§ Problem description
Starting at the line that contains "Where can you spot the horse head?" and continuing through the last line of the records, reproduce every line, requests included. Multiply each coordinate in the answers by 0.65 and round it to a whole number, with halves rounding up.

§ Listing
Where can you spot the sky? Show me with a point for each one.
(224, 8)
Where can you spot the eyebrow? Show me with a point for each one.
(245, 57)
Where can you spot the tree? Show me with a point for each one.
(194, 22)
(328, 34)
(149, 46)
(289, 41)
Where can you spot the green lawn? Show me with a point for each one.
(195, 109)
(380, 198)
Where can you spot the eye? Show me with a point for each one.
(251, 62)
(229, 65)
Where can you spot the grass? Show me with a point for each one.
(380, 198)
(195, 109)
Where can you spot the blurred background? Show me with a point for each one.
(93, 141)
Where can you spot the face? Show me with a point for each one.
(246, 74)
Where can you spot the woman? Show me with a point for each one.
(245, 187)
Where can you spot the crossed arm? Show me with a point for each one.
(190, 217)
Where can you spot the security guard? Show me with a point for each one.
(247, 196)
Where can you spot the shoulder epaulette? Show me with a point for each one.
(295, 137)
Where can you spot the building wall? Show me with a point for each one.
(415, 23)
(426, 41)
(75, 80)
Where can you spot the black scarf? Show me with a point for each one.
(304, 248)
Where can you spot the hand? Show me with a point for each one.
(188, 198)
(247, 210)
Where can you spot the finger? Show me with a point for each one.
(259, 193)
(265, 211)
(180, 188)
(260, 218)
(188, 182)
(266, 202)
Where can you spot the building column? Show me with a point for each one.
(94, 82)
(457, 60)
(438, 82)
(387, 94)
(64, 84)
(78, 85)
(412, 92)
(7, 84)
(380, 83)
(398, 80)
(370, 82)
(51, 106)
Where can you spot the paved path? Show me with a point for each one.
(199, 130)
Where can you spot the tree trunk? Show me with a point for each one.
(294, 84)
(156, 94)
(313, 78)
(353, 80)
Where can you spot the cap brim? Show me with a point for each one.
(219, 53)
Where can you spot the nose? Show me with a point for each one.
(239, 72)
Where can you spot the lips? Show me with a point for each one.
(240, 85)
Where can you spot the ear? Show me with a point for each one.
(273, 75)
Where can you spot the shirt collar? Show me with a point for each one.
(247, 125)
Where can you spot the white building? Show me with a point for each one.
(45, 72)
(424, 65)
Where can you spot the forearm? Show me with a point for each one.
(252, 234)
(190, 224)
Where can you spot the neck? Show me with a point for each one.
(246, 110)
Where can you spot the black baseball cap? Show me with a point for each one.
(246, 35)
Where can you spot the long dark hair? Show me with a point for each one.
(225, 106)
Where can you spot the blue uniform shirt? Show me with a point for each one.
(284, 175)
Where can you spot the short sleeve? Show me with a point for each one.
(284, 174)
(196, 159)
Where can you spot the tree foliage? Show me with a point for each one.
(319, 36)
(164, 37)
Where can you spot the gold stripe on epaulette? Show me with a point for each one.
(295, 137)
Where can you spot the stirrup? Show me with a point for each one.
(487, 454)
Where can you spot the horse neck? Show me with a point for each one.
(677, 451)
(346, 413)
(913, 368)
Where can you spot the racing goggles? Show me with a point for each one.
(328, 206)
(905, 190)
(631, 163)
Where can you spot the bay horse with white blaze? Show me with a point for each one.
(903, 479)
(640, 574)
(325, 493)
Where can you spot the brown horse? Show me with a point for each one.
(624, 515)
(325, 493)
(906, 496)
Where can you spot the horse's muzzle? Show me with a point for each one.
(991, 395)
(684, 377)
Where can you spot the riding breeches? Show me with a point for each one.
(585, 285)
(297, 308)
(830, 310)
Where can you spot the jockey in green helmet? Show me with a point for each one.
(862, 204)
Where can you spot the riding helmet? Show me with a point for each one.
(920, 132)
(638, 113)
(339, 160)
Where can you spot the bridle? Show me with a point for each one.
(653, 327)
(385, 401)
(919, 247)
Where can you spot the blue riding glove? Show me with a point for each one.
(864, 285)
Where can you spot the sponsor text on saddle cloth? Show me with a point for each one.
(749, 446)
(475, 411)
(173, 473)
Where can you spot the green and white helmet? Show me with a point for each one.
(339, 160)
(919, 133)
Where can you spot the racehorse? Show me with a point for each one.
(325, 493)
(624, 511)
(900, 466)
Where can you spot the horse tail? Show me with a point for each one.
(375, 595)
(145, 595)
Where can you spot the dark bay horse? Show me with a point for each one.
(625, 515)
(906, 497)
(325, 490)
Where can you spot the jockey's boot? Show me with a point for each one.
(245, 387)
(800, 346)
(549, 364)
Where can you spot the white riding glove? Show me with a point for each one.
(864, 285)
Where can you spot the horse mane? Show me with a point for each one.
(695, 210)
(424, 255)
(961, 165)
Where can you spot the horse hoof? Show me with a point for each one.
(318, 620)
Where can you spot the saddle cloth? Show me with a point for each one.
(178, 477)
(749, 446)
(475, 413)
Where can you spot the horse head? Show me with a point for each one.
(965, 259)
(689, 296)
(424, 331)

§ The completed task
Where can you spot the horse head? Show me with a point for each one.
(627, 168)
(448, 192)
(276, 215)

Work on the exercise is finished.